◆ **Actions to take**
A. Translate this sentence from the text on the stone memorial monument into Spanish: "These stelae were typically 40-60 centimeters wide by up to two meters in height."
B. Carry on the text about the stone memorial monument, starting after its last sentence.

Stone memorial monument

Nogamishimogō ishitōba (野上下郷石塔婆) is a stone memorial monument located discovered in the Nogamishimo hamlet of the town of Nagatoro, Saitama Prefecture, in the Kantō region of Japan. The stele was designated a National Historic Site of Japan in 1928. It is then largest of its kind in Japan.

==Overview==
An Itabi (板碑), also known as a Tōba (塔婆) or Ishitōba (石塔婆) is a type of pagoda or stupa in pre-modern Japanese Buddhism. These were flat stone stelae in various materials and shapes, but typically made from granite or blue-grey schist with a flattened surface and a flat, triangular or pyramidal shaped top, which is separated from the body by a pair of engraved grooves. The flattened area provided a surface which was engraved with Buddhist texts, symbols and/or bas-reliefs carvings. Common motifs included Sanskrit characters in a circle above a lotus decoration, poetic and religious texts, the date of commemoration, and information about the builder and the reason for the creation of the monument. These stelae were typically 40-60 centimeters wide by up to two meters in height. These monuments were used in medieval Buddhism from the early 13th century (Kamakura period) to the 17th century (end of the Sengoku period) and were most common in the Kantō region of Japan. Their origin is obscure and no clear reason for their abrupt cessation is known.

◆ **Extracted data**

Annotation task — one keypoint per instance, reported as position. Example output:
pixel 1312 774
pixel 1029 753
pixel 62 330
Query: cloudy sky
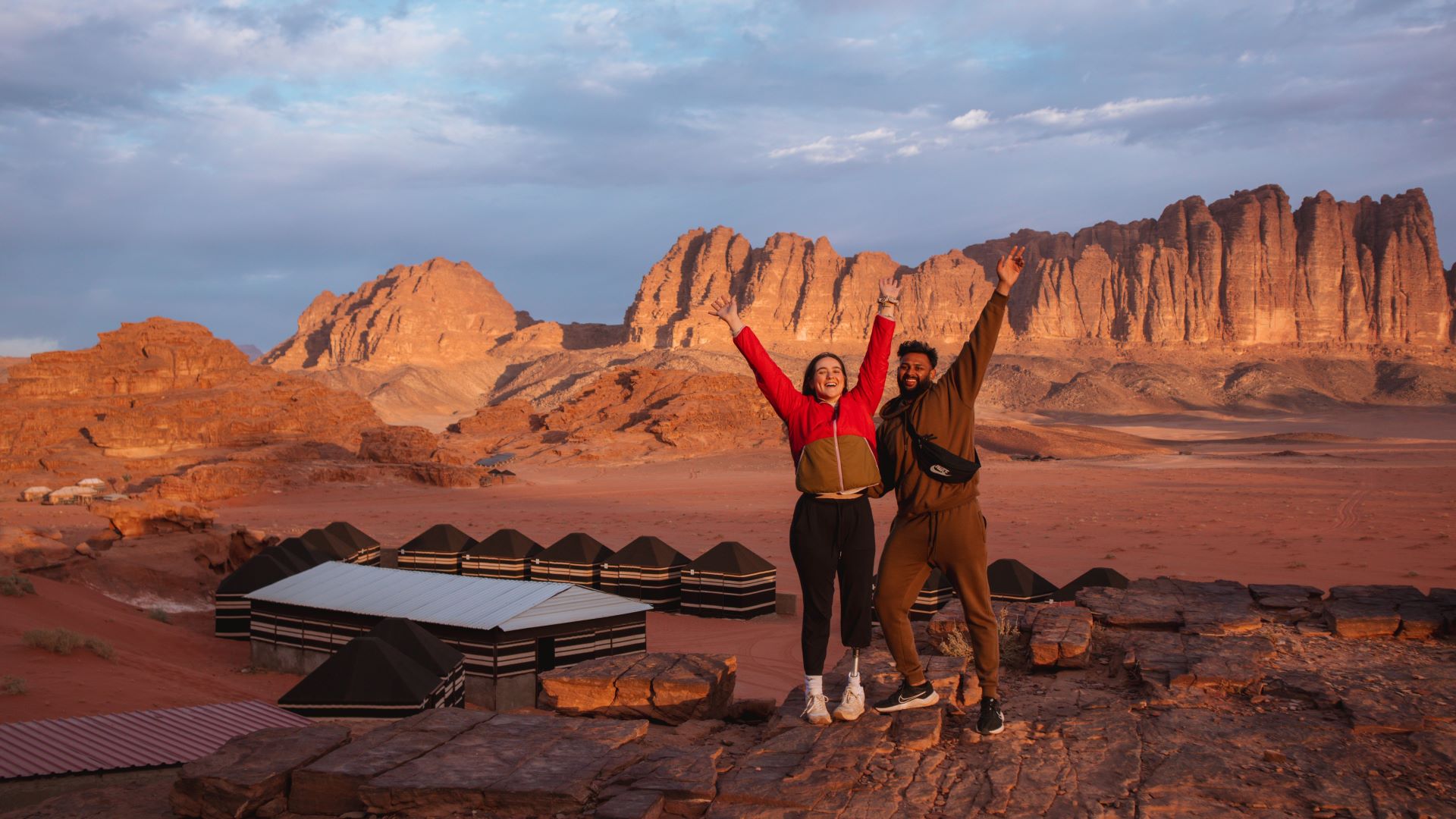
pixel 224 162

◆ **List of answers**
A. Estas estelas medían típicamente entre 40 y 60 centímetros de ancho y hasta dos metros de altura.

B.
The Nogamishimogō Ishitōba is made of schist with a height of 5.37 meters, maximum width of 1.2 meters and thickness of 12 centimeters. It is standing on a pedestal made of the same stone. It is inscribed with the Sanskrit symbol for Shaka Nyōrai followed by four lines of the Mantra of Light, an important mantra of the Shingon and Kegon sects of Japanese Buddhism. The lower portion gives the date of October 1369, using the nengō of Ōan, which was a nengō of the Northern Court during the Nanboku-chō period, along with a statement that the stele was a work for transfer of merit and prayers for the soul of the castellan of Nakayama Castle, Ani Kazunao, as erected by his widow Myōen-ni.

This stone monument was moved to the current location when Japan National Route 140 was constructed in 1892. It is located approximately seven minutes on foot from Higuchi Station on the Chichibu Railway Chichibu Main Line.